--- PAGE EXCERPT ---

########################################

Guideline-Based Recommendations

Diagnosis

  • Assess infection risk based on history of infections, baseline blood counts, inflammatory markers, and combination therapies.
  • Monitor for hypogammaglobulinemia in patients receiving BCMA-targeted therapies.

Management

  • Consider IVIG replacement therapy either as primary prophylaxis (before infection) or secondary prophylaxis (after infection) based on institutional guidelines.
  • Implement infection prophylaxis measures tailored to patient risk factors and therapy type.

Monitoring & Follow-up

  • Regularly monitor for infections using clinical, imaging, microbiological, and histopathological assessments.
  • Grade infections using CTCAE v5 criteria and monitor for CRS and ICANS per established consensus guidelines.

Risks

  • Heightened infection risk due to profound immunodeficiency from BCMA bsAb therapy.
  • Potential for infection-related morbidity and mortality despite IVIG prophylaxis.

Patient & Prescribing Data

225 patients with relapsed/refractory multiple myeloma treated with BCMA-targeted bispecific antibodies across five US academic centers.

########################################

--- RECORDS SHOWN ---
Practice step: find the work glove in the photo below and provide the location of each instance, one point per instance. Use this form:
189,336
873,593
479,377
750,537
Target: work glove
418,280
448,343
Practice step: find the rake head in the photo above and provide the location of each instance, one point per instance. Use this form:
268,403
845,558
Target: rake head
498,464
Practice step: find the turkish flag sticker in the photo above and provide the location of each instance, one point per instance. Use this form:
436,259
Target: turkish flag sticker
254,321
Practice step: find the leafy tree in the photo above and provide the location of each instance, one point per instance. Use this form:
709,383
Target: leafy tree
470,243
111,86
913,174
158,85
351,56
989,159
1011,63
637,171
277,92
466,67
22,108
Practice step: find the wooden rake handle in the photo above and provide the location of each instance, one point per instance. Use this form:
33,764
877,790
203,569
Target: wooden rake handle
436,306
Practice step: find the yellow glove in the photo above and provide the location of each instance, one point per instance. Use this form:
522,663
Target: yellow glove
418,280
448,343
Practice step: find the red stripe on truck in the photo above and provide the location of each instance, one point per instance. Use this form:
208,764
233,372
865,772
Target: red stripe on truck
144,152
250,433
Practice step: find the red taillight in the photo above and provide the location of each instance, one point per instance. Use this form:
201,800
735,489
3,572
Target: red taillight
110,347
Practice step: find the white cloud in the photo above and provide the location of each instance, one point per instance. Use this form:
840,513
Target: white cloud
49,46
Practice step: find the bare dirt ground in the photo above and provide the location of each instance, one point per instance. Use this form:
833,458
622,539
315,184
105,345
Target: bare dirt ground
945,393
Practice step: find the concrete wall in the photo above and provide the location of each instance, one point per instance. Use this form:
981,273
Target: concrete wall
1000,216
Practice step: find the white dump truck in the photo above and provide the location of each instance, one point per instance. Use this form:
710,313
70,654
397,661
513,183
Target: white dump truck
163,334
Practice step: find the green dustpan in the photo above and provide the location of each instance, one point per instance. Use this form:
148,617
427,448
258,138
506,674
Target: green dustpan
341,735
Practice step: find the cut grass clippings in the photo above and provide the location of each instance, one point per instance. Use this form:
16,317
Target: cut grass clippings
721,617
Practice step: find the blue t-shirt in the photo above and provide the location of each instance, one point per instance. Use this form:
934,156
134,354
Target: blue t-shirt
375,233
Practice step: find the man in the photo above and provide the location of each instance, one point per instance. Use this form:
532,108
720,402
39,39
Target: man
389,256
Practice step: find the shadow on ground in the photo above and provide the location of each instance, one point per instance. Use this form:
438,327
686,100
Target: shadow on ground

########################################

--- TASKS TO PERFORM ---
**a.** Answer these questions from the guideline-based recommendations on BCMA bispecific antibody therapy:
(i) Which criteria are named for grading infections?
(ii) How many patients does the text describe, and across how many centers?
(iii) What two forms of prophylaxis can IVIG replacement therapy take?
**b.** Extend the guideline-based recommendations on BCMA bispecific antibody therapy with the next part, starting after the sentence on the 225 patients.

--- ACTIVITY ANSWERS ---
**a.**
(i) CTCAE v5 criteria.
(ii) 225 patients, across five US academic centers.
(iii) Primary prophylaxis (before infection) or secondary prophylaxis (after infection).

**b.**
41% received primary IVIG prophylaxis after bsAb initiation but before infection; 59% did not receive primary IVIG. Patients receiving non-BCMA bsAb were excluded due to lower infection risk.

Clinical Best Practices

  • Define primary IVIG prophylaxis as administration after bsAb start but before any documented infection.
  • Exclude patients receiving IVIG before bsAb therapy from primary prophylaxis analyses.
  • Use landmark and time-dependent statistical analyses to adjust for immortal-time bias in evaluating IVIG effectiveness.
  • Tailor infection prophylaxis strategies based on individual patient risk factors and evolving clinical evidence.